• _Extracted records_:
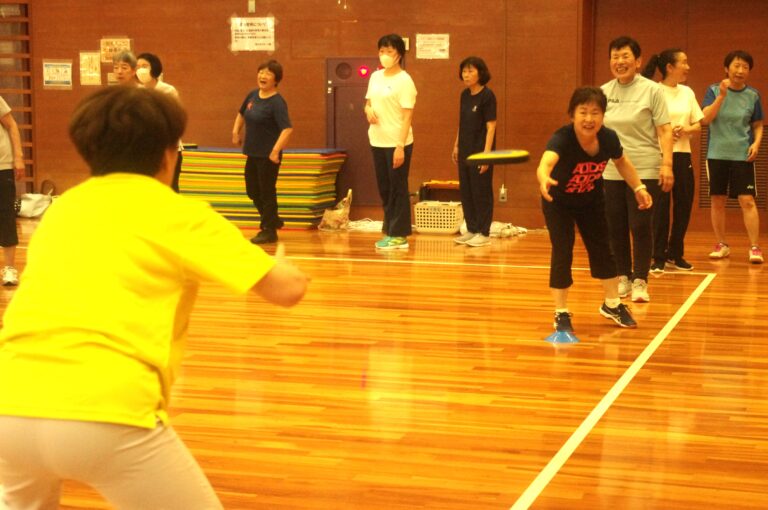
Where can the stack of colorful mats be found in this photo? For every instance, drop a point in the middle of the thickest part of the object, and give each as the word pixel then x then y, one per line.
pixel 306 185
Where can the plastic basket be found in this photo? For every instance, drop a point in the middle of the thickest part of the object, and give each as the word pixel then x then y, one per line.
pixel 434 217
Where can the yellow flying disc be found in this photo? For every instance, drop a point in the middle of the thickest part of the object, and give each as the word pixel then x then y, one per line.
pixel 506 157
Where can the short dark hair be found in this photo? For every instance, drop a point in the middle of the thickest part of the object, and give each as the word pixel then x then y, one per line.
pixel 154 62
pixel 126 129
pixel 622 42
pixel 660 61
pixel 396 42
pixel 274 67
pixel 586 95
pixel 741 54
pixel 484 75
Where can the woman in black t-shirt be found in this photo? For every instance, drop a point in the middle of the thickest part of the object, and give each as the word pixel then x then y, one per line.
pixel 477 133
pixel 571 186
pixel 264 113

• _Task directions_: A word-for-word restatement of the lines running from the one with "Where can the yellow" to the last line of the records is the whole answer.

• _Output of the task_:
Where can the yellow flying disc be found in this photo? For every instance, drop a point in the middle of the thickest part of the object, and give each as the word pixel then x then y, one per line.
pixel 506 157
Where can the short dark hair be found in this photo? For every instance, drop a point in the middle of the thickest part of the object, and give each as the word pixel then x then y, one per line.
pixel 154 62
pixel 126 129
pixel 622 42
pixel 660 61
pixel 396 42
pixel 274 67
pixel 586 95
pixel 741 54
pixel 484 75
Where can the woman in black t-shirt be found in this photo? For every instance, drop a point in the middle of the thickest part of the object, and give each as the word pixel then x then y, one per line.
pixel 477 133
pixel 571 186
pixel 264 113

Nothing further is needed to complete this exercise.